### Assignment
Take the records below and extract, word for word, the lines from the one containing "If you would be so kind as to spot the palm" through the final line, inclusive. Omit pictures.
========================================================================
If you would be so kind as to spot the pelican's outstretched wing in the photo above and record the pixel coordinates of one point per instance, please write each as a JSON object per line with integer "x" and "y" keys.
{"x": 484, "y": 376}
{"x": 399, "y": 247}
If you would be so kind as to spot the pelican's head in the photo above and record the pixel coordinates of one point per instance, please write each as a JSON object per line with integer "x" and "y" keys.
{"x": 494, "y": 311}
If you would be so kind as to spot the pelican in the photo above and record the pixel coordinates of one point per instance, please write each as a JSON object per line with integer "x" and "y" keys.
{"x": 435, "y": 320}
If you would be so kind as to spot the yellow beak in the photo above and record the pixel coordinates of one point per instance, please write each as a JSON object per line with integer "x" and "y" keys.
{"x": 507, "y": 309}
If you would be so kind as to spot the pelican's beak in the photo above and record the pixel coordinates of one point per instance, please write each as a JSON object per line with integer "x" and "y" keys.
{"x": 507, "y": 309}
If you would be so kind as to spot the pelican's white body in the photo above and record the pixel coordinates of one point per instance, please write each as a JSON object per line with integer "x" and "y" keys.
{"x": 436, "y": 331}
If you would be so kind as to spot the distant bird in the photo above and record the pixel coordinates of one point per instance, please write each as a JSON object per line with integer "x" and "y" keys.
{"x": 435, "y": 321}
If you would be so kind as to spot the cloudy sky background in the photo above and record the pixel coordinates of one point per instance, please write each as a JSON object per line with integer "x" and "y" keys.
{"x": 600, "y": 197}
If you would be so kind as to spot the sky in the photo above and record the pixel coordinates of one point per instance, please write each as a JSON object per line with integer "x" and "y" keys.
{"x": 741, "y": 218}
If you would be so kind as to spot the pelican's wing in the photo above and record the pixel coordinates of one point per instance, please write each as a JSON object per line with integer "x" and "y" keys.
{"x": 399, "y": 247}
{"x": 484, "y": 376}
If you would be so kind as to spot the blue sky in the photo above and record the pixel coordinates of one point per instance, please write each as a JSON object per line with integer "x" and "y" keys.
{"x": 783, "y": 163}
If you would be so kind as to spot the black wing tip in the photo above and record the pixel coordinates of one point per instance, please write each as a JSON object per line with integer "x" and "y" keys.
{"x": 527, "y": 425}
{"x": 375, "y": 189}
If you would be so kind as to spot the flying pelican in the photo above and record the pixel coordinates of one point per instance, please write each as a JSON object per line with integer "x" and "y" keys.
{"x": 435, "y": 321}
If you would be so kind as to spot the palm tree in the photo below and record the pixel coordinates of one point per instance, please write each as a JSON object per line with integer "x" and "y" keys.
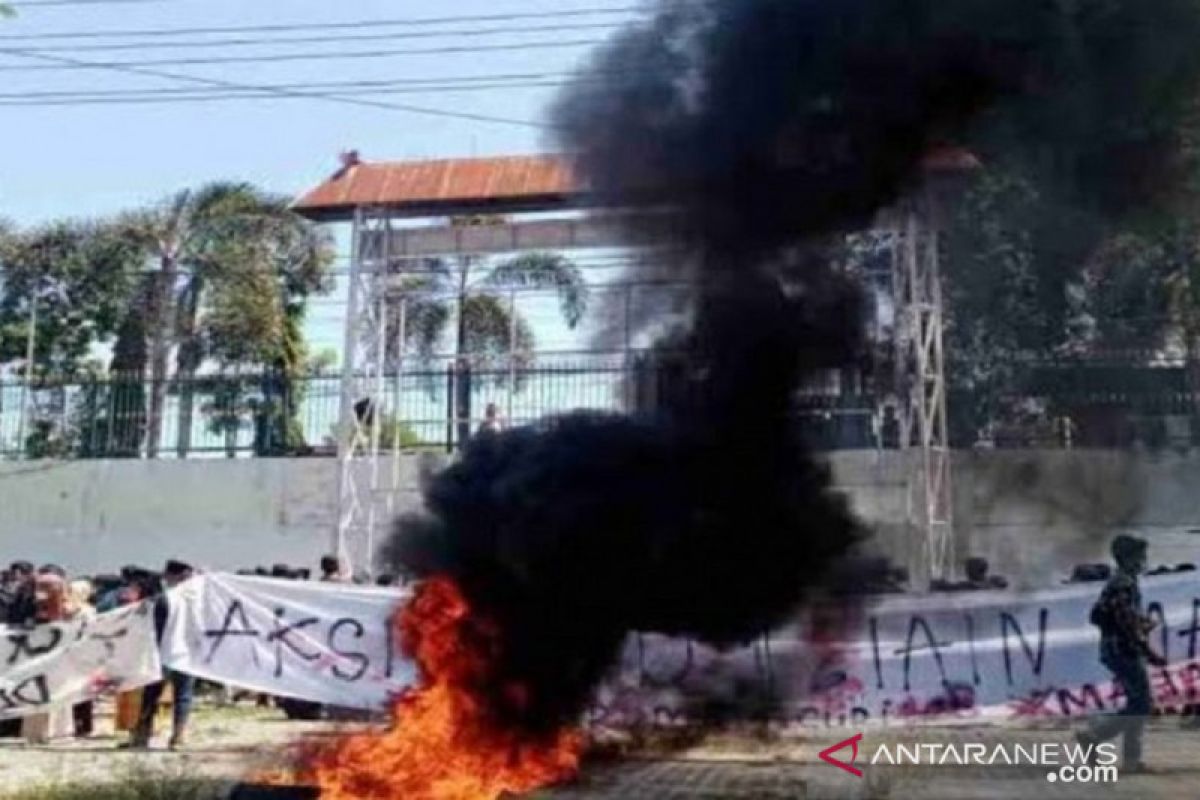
{"x": 475, "y": 295}
{"x": 233, "y": 269}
========================================================================
### Problem solution
If you would be so kind as to spot the palm tree in the photo below and record the pixel coordinates of one point per instance, please write each as a JSON object per line with integer "x" and "y" keys.
{"x": 475, "y": 295}
{"x": 233, "y": 269}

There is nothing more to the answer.